+++ Dataset excerpts
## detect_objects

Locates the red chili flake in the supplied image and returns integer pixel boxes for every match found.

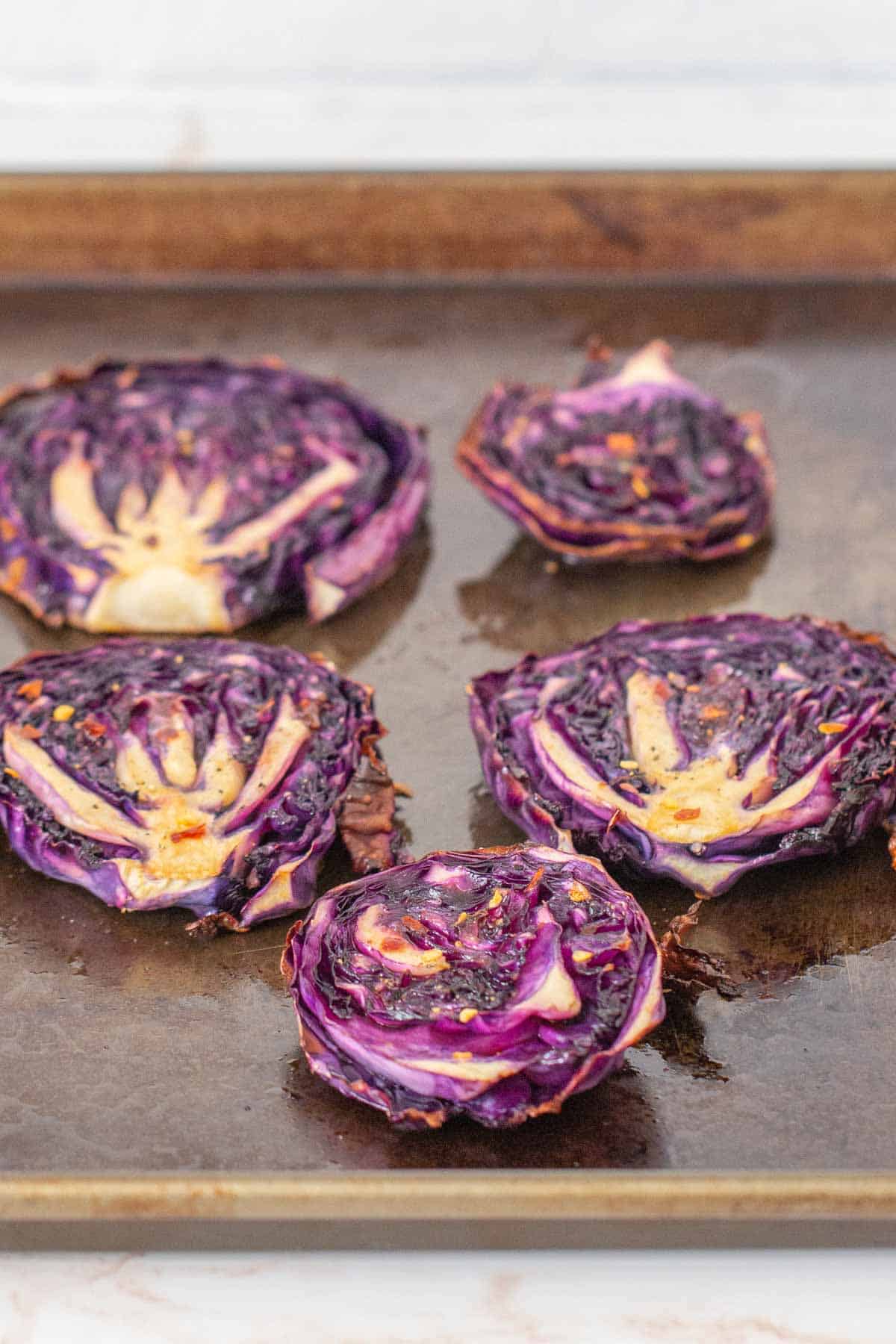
[170,821,205,844]
[7,555,28,590]
[607,434,637,457]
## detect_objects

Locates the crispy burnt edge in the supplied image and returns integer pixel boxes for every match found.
[455,383,777,561]
[187,726,410,938]
[279,841,665,1130]
[0,355,432,635]
[466,612,896,998]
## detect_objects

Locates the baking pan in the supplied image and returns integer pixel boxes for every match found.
[0,184,896,1247]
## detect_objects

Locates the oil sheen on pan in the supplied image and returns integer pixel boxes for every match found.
[0,638,396,931]
[282,845,664,1129]
[0,359,429,633]
[458,340,774,561]
[469,615,896,895]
++++++
_Written problem_
Scale the data above by rewriting every line, including the text lines, with each bounding box coordinate multiplied by 0.6 and rounded to a whole number, halves rounded up. Leave the pictures out of your answer.

_Solution_
## detect_objects

Locates the red chili flake in the supplied image and returns integer pixel boxes for every match found.

[102,493,123,506]
[4,333,17,354]
[364,260,382,274]
## detect_objects

Locates the crispy burnt edge in the supplied image and returns integer pixel boxes for every match found.
[273,230,466,337]
[112,436,246,563]
[167,505,399,678]
[0,213,259,381]
[280,367,538,599]
## detect_objects

Locates the baking pan in the supplied image and returns integer pixel boxes for every match found.
[0,110,538,748]
## detect_objects

Locates the oil sheen on pan in the supplied image and returns integer pixel boxes for every match found.
[0,383,238,559]
[169,507,398,677]
[0,215,257,380]
[275,204,464,337]
[281,369,538,537]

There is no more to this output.